*Dataset items about object locations*:
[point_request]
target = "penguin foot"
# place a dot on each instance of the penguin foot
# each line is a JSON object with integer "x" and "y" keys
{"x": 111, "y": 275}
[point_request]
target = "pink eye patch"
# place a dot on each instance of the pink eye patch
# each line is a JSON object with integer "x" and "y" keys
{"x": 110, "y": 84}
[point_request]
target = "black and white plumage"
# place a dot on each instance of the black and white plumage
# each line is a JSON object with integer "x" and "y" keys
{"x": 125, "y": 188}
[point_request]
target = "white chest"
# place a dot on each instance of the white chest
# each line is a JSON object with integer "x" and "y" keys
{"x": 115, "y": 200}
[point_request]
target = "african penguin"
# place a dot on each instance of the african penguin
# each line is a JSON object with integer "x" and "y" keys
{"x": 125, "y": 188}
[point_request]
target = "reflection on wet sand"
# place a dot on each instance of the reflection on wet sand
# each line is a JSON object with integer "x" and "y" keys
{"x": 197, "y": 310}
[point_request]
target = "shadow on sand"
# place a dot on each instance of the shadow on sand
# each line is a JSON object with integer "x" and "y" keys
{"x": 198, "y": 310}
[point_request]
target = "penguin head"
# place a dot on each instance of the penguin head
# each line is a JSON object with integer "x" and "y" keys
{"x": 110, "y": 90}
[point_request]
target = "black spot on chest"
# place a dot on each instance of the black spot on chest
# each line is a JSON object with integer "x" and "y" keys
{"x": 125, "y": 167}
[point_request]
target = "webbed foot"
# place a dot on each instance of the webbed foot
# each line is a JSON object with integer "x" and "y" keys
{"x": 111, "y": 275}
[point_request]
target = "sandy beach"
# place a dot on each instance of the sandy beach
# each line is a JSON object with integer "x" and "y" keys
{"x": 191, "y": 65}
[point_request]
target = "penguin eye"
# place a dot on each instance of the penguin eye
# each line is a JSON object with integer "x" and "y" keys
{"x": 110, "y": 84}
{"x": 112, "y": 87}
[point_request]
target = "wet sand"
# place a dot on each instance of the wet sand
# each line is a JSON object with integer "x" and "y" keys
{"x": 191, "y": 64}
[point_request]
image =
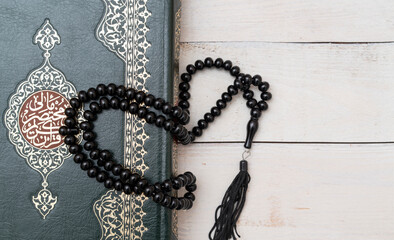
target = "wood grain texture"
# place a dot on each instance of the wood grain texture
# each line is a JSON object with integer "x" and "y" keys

*Problem to work on*:
Gather each line from the items above in which the string "webbed" occurs.

*Expected answer*:
target = "webbed foot"
# place a dot on each instance of the webbed foot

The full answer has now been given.